[Data for analysis Boundary: Start]
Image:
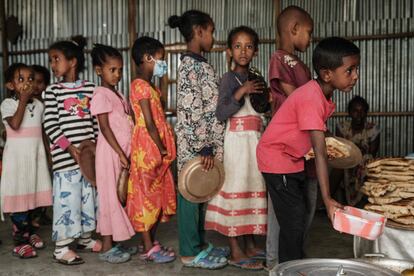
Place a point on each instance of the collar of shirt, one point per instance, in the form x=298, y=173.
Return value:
x=194, y=56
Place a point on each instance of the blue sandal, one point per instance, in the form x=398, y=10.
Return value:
x=206, y=261
x=157, y=255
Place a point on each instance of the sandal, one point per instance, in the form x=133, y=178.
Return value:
x=94, y=246
x=68, y=257
x=249, y=264
x=115, y=256
x=24, y=251
x=36, y=242
x=131, y=250
x=157, y=255
x=204, y=260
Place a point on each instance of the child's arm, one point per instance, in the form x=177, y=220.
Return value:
x=150, y=124
x=321, y=161
x=110, y=138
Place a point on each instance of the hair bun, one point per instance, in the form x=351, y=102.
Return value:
x=79, y=40
x=174, y=21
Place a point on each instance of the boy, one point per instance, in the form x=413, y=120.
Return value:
x=286, y=73
x=299, y=125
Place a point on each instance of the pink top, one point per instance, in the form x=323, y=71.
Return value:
x=286, y=140
x=289, y=69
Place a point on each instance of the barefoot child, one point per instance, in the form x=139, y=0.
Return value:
x=68, y=122
x=112, y=151
x=286, y=73
x=244, y=191
x=24, y=152
x=199, y=133
x=151, y=192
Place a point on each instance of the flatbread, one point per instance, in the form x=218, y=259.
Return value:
x=382, y=200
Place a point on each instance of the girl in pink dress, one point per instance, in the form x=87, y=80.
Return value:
x=112, y=152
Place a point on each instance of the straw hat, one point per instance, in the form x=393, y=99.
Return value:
x=87, y=160
x=199, y=186
x=354, y=159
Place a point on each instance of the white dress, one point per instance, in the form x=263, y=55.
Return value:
x=25, y=179
x=240, y=208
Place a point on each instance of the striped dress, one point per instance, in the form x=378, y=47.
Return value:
x=68, y=119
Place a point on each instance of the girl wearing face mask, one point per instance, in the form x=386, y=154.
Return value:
x=151, y=195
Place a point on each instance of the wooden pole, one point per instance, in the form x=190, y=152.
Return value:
x=4, y=45
x=132, y=31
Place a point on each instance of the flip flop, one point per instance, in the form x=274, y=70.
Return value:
x=206, y=261
x=24, y=251
x=247, y=264
x=260, y=255
x=69, y=258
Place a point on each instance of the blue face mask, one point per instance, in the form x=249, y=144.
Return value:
x=160, y=68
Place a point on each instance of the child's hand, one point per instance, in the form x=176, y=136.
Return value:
x=208, y=162
x=254, y=86
x=331, y=206
x=124, y=161
x=27, y=92
x=74, y=152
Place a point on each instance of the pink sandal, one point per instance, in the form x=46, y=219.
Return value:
x=24, y=251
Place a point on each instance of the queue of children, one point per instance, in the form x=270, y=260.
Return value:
x=265, y=191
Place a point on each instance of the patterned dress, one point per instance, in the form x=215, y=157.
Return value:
x=151, y=192
x=353, y=178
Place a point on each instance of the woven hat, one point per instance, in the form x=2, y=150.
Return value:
x=87, y=160
x=199, y=186
x=354, y=159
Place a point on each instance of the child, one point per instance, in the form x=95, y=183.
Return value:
x=244, y=191
x=151, y=193
x=297, y=126
x=24, y=151
x=198, y=131
x=112, y=151
x=68, y=122
x=40, y=82
x=286, y=73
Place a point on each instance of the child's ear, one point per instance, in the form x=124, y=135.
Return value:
x=10, y=86
x=98, y=70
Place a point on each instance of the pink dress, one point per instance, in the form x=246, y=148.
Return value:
x=112, y=219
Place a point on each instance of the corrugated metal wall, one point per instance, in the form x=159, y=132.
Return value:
x=386, y=64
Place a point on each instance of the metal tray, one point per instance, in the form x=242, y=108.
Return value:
x=329, y=267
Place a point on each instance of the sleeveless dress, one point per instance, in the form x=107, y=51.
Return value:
x=240, y=208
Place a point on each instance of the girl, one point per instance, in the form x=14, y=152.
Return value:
x=67, y=123
x=112, y=151
x=24, y=151
x=240, y=207
x=151, y=194
x=198, y=131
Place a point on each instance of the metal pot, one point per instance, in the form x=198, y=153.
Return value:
x=382, y=260
x=329, y=267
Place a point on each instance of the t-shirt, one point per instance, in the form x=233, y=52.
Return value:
x=289, y=69
x=287, y=139
x=68, y=120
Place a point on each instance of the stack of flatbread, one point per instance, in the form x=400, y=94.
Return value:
x=335, y=149
x=390, y=188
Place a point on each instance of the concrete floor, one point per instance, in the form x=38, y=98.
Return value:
x=324, y=242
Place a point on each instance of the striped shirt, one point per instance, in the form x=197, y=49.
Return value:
x=67, y=118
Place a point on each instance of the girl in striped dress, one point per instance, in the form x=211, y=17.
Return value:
x=24, y=152
x=68, y=122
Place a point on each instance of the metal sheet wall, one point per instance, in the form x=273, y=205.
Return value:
x=386, y=65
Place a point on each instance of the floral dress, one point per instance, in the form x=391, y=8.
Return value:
x=151, y=192
x=353, y=178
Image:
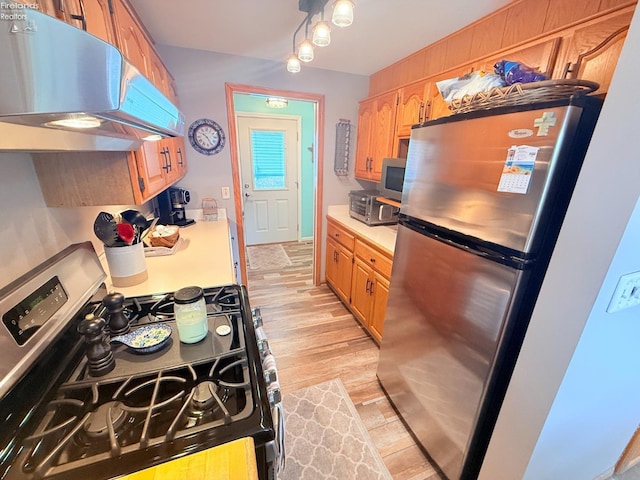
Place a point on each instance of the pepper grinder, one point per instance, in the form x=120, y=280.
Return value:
x=116, y=319
x=99, y=354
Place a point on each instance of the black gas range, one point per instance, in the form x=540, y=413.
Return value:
x=62, y=420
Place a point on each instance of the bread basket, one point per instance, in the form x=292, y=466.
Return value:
x=164, y=236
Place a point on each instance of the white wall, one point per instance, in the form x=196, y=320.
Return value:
x=201, y=76
x=569, y=414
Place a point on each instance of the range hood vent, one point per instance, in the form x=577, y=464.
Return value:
x=54, y=74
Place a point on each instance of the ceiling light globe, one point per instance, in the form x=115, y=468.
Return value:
x=321, y=34
x=343, y=13
x=305, y=51
x=293, y=64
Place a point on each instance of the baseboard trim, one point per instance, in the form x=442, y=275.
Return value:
x=605, y=475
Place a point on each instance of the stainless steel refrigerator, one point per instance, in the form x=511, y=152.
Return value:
x=483, y=201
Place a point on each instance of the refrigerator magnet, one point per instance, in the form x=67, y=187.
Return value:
x=518, y=168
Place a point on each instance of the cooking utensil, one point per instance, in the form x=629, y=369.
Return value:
x=146, y=233
x=105, y=229
x=134, y=217
x=126, y=232
x=147, y=339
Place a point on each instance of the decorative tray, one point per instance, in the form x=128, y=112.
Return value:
x=522, y=93
x=147, y=339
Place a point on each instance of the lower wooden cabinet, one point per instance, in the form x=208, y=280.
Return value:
x=339, y=269
x=359, y=274
x=369, y=292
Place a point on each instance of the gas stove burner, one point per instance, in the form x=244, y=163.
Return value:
x=110, y=413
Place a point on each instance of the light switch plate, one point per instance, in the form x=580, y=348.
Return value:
x=627, y=293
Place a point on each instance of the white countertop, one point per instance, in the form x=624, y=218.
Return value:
x=383, y=236
x=204, y=258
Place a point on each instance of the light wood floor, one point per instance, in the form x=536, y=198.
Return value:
x=314, y=339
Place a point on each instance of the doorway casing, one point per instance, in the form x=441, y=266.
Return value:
x=230, y=89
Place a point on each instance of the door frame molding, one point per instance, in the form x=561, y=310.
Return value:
x=298, y=120
x=230, y=89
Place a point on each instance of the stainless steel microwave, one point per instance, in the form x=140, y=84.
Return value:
x=392, y=178
x=364, y=206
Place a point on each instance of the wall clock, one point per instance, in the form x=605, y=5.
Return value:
x=206, y=136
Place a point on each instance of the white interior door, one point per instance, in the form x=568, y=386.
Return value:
x=269, y=156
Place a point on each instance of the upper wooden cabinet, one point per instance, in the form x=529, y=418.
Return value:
x=591, y=52
x=74, y=179
x=586, y=50
x=45, y=6
x=413, y=106
x=93, y=16
x=376, y=129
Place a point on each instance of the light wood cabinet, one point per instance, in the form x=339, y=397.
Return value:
x=413, y=106
x=338, y=268
x=359, y=273
x=365, y=146
x=370, y=287
x=568, y=40
x=376, y=135
x=44, y=6
x=75, y=179
x=130, y=37
x=93, y=16
x=591, y=52
x=339, y=259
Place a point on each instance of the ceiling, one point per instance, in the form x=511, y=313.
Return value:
x=383, y=31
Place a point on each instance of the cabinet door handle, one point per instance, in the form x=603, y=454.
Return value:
x=165, y=152
x=169, y=159
x=568, y=68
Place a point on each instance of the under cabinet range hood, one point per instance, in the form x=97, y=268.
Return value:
x=63, y=89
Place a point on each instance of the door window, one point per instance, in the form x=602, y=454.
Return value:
x=269, y=161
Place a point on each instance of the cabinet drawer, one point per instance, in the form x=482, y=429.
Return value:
x=340, y=235
x=375, y=258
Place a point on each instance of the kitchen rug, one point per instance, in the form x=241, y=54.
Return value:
x=267, y=257
x=325, y=437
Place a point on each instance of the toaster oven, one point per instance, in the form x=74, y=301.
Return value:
x=365, y=206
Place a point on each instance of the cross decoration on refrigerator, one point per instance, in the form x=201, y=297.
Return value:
x=484, y=197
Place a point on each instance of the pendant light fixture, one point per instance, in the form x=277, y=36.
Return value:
x=293, y=64
x=305, y=51
x=321, y=33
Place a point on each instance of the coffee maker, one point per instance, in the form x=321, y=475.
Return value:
x=171, y=207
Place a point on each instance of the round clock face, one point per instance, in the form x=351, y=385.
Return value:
x=206, y=136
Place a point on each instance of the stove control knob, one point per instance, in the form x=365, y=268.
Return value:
x=257, y=317
x=274, y=396
x=263, y=343
x=270, y=376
[Data for analysis Boundary: End]
■ **Task goal**: Beginning at the line above with "Place a point on each instance of the girl, one" and finishing at the line with "Place a point on each instance of the metal sheet", return each line exactly and return nothing else.

■ **Problem solution**:
Place a point on each instance of the girl, one point per instance, in the form x=14, y=152.
Return value:
x=67, y=123
x=112, y=151
x=24, y=151
x=240, y=207
x=151, y=194
x=198, y=131
Place a point on each instance of the metal pot, one point per instance, in the form x=198, y=153.
Return value:
x=382, y=260
x=329, y=267
Place a point on each instance of the t-shirt, one point per instance, in the form x=233, y=52.
Return value:
x=289, y=69
x=287, y=139
x=68, y=120
Place a point on each instance of the stack of flatbread, one point per instance, in the form x=400, y=94.
Return value:
x=335, y=149
x=390, y=188
Place a point on each instance of the concrete floor, one point per instance, in the form x=38, y=98.
Return value:
x=324, y=242
Place a point on each instance of the striped shirt, one point per instance, in the form x=197, y=49.
Return value:
x=67, y=118
Place a point on each instance of the girl in striped dress, one point per instance, in the form x=211, y=17.
Return value:
x=24, y=152
x=68, y=122
Place a point on each instance of the metal sheet wall, one point per instance, in the form x=273, y=205.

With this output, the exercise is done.